Record excerpts>
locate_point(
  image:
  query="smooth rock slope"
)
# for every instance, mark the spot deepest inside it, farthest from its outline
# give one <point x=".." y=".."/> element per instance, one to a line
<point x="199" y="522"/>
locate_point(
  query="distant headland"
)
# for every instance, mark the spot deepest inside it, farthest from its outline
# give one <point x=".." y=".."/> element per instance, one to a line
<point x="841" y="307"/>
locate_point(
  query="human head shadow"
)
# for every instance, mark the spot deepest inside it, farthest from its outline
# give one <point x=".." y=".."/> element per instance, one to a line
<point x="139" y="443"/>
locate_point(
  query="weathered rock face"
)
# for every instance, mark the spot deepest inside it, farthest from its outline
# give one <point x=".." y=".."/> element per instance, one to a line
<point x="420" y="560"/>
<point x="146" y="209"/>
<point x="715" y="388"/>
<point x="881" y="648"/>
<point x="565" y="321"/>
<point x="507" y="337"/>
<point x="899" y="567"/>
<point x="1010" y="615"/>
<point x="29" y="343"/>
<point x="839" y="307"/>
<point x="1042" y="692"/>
* * *
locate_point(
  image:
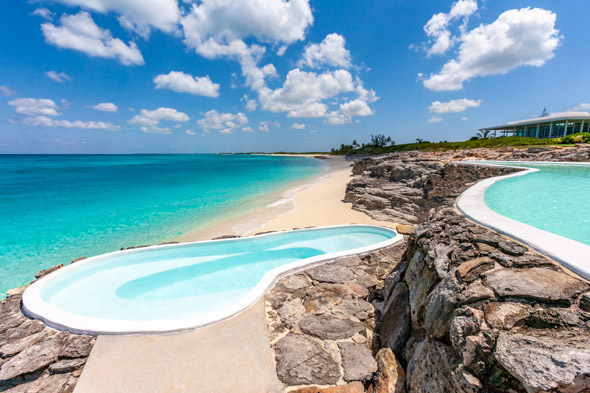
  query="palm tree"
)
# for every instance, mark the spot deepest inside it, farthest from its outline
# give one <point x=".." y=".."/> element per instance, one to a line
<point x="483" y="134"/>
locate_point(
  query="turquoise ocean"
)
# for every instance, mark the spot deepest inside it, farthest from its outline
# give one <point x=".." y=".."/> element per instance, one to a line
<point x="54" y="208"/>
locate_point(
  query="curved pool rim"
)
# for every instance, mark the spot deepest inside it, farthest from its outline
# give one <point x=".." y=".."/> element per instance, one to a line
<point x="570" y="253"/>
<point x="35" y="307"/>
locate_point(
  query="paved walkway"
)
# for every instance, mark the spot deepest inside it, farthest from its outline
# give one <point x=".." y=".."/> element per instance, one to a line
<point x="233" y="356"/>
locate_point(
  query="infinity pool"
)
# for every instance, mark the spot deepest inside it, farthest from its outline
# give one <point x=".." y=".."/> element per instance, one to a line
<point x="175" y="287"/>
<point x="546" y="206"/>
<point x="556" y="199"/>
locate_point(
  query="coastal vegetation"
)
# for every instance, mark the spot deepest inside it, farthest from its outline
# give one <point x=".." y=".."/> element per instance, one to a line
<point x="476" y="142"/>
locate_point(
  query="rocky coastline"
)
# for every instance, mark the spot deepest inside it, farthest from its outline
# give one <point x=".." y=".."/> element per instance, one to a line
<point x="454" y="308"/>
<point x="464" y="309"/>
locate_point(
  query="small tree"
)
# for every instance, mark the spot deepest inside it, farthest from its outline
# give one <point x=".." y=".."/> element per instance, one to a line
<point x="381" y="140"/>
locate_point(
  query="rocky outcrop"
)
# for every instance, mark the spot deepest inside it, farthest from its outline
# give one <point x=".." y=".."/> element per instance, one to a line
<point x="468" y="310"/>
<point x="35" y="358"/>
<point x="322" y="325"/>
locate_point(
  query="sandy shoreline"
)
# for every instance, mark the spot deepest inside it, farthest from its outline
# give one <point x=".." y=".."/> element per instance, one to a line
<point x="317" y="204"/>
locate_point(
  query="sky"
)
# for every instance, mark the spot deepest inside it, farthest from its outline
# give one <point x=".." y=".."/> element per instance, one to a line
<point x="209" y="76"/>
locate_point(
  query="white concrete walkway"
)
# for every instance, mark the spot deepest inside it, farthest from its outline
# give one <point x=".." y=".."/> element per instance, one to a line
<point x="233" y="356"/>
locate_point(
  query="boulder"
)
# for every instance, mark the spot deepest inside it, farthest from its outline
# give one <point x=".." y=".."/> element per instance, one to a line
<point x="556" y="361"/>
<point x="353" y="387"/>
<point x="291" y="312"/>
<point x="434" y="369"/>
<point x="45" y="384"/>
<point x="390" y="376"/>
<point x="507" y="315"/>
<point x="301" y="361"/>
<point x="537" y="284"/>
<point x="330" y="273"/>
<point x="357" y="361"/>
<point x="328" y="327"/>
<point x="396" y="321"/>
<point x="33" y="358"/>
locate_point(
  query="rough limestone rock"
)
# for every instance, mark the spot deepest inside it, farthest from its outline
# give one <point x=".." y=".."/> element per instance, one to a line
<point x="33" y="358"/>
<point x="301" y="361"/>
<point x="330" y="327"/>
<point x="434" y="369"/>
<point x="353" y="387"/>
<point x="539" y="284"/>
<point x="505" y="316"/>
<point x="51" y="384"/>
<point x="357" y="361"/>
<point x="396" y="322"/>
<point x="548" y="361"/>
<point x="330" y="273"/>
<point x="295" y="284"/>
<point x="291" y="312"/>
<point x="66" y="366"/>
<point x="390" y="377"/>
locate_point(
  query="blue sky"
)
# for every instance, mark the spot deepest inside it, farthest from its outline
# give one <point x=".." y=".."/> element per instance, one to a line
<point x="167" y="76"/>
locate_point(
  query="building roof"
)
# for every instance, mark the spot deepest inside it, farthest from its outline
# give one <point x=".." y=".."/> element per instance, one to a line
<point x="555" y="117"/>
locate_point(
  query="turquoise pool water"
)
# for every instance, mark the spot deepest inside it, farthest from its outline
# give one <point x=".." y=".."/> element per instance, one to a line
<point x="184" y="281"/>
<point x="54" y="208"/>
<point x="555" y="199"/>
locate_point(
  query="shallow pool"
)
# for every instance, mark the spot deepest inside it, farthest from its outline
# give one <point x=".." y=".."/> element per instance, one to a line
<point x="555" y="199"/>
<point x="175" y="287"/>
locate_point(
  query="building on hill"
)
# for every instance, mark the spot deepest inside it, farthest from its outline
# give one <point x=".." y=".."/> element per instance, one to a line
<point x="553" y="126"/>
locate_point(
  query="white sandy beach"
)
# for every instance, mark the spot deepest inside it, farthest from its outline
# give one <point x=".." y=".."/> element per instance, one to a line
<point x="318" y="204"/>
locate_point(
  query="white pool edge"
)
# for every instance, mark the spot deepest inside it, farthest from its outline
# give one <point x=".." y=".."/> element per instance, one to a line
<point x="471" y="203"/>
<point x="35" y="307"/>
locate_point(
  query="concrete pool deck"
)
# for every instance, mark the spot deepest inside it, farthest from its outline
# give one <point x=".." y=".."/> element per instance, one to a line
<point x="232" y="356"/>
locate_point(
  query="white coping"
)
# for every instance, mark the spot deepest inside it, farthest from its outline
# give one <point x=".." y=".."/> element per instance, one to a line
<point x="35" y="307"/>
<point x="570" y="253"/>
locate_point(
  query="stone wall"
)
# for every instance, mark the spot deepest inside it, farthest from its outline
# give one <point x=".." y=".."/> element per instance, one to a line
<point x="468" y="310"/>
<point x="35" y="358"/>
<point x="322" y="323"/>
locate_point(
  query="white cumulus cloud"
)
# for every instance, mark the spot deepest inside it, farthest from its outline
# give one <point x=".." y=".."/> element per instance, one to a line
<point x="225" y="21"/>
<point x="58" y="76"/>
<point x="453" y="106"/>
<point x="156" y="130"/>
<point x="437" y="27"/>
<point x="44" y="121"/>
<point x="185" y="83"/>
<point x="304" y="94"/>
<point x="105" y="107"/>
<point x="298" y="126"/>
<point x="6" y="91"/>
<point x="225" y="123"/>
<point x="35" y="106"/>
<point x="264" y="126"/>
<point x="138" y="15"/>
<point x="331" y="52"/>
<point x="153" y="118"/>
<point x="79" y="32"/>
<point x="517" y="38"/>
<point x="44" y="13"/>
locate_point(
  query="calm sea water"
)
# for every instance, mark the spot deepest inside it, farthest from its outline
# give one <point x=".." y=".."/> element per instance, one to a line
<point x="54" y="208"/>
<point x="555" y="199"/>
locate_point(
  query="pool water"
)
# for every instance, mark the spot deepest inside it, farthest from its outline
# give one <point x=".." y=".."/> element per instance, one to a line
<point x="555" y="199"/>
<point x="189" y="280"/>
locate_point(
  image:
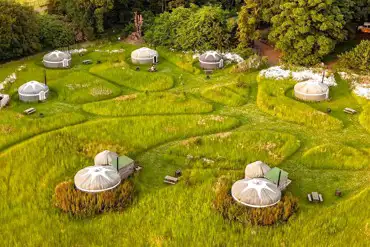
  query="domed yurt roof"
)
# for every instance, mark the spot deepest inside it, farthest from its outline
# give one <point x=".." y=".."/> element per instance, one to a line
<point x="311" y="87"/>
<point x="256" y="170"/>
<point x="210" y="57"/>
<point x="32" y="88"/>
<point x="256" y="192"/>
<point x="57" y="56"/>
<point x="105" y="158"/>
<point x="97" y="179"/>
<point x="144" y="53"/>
--
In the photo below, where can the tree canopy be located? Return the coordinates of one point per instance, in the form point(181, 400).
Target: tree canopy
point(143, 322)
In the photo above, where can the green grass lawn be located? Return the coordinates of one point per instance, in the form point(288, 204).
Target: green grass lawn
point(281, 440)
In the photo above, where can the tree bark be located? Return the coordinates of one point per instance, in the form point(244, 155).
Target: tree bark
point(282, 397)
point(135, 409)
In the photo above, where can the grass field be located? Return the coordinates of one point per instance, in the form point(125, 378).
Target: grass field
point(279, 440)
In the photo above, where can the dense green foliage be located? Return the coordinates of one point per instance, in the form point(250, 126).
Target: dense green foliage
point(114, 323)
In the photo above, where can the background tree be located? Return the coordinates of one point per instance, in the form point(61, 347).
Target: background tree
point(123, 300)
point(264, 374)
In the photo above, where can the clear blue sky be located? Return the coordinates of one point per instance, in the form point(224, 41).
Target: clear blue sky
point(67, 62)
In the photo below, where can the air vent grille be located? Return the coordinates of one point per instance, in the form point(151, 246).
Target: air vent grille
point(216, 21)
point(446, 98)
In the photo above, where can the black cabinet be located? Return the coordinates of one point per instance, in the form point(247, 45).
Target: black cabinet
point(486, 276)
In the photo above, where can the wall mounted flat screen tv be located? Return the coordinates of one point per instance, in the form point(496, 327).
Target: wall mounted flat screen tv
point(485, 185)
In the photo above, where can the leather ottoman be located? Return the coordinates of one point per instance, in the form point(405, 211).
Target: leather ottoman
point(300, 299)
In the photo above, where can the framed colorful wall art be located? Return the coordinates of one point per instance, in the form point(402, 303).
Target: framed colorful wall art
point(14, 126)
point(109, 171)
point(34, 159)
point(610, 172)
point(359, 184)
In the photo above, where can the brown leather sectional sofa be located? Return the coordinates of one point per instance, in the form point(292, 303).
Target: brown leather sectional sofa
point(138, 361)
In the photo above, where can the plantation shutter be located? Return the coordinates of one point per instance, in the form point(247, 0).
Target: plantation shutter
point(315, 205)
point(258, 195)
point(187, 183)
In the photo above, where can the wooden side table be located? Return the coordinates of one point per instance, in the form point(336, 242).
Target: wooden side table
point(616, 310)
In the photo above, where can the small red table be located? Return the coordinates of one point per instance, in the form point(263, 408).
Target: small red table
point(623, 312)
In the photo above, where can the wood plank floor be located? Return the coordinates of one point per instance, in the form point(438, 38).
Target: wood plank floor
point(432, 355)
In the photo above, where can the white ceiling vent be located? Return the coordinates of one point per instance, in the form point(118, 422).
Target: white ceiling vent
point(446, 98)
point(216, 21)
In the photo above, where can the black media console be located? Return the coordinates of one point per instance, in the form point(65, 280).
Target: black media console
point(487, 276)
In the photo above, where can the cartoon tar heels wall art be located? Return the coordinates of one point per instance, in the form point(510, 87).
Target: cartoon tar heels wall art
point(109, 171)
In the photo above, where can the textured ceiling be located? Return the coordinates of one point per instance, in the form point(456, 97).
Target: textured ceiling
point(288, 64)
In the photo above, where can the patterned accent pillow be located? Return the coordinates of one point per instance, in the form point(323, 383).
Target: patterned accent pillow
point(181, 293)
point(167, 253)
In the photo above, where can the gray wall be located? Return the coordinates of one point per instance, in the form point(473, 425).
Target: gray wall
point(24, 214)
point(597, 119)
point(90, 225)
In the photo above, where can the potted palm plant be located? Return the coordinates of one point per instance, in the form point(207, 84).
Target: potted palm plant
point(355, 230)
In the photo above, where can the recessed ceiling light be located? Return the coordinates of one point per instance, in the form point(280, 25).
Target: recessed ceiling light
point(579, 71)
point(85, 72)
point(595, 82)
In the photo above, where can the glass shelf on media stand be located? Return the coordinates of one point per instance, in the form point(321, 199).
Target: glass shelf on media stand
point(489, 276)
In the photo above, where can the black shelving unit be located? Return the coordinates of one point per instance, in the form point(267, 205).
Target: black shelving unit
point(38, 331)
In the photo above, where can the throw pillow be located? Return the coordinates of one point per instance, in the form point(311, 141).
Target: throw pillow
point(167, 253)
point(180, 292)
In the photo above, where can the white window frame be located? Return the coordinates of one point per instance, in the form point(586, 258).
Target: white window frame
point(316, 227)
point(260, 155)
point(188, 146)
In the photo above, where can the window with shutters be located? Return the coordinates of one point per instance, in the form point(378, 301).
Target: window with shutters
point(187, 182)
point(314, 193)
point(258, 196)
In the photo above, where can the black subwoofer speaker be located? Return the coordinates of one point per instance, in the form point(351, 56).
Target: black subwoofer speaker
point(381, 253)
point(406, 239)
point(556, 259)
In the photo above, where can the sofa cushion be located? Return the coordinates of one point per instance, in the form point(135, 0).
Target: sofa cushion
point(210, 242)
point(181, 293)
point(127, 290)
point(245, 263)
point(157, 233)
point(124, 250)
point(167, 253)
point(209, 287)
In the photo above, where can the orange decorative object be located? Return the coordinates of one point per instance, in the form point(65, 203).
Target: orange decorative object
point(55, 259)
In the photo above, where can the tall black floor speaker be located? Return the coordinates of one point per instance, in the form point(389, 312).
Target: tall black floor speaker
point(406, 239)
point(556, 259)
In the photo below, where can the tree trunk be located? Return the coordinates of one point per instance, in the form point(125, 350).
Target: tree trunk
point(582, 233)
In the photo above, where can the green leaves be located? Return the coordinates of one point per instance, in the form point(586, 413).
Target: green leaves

Task to carry out>
For each line above that contains the word "water", give the line as it is written.

Answer box>
  query="turquoise pool water"
  query="calm sea water"
  query="pool water"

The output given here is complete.